■ Page extract:
# Inexpensive covers for welders - and even other machines



## W6PUG (May 13, 2013)

Guys, I have a MIG rig on a cart with plasma cutter underneath, and cable holders on the sides. My garage shop has a lot of traffic; translate that to dirt. I wanted to cover the units but could not see spending $45-65 for individual covers, and wanted to cover the whole thing but be able to yank it off to use without a lot of hassles. I used big trash bag for a while but it was always getting snagged and static made it a booger to put back over welder cart .... Wife and I were in Walmart and spotted the BBQ covers - found one that fits mine perfectly; not heavy but not light enough static is a pain, and it works purdy darned good. See pix. Oh - and it was only $14 to cover the whole gig. Has Weber written on one side but that just reminds me to listen for the dinner bell. It works great.



	

		
			
		

		
	
Hope this works for you.


----------



## fretsman (May 13, 2013)

Yep, grill covers can work good as some have the built in moisture barrier as well. 

Plastic bags will trap moisture and rust the protected items so it's good you got away from them.

Dave


----------



## Dr.Fiero (May 13, 2013)

Motorcycle covers work well for some sizes of lathes.

For just keeping the crap off a lot of my equipment ...  I go down to the local thrift store and grab sheet sets!  Non fitted work best.  Sometimes even get colours that semi match my machines.  Because, you know...  That matters...


----------



## Rbeckett (May 13, 2013)

■ Dataset rows:
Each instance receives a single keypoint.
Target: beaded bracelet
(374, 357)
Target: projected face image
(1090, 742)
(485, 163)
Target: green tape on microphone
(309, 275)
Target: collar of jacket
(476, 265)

■ Tasks to complete:
1. Rewrite the paragraph in the welder-cover thread that begins "Guys, I have a MIG rig" as a shorter list that keeps its main facts.
2. Print the lines of the records exactly, starting at the line that contains "Target: projected face image" and ending at the last line of the records, with both of those lines included.

■ Exercise answers:
1.
- Setup: a MIG welder on a cart, with a plasma cutter underneath and cable holders on the sides, kept in a busy, dirty garage shop.
- Goal: cover the whole cart with something easy to pull off, rather than pay $45-65 for each individual cover.
- First try: a big trash bag, which kept snagging and was hard to put back on because of static.
- Solution: a Walmart BBQ cover that fits perfectly and is heavy enough that static isn't a problem.
- Cost: $14 for the whole setup.
- Drawback: "Weber" is printed on one side.
- Result: it works great.

2.
Target: projected face image
(1090, 742)
(485, 163)
Target: green tape on microphone
(309, 275)
Target: collar of jacket
(476, 265)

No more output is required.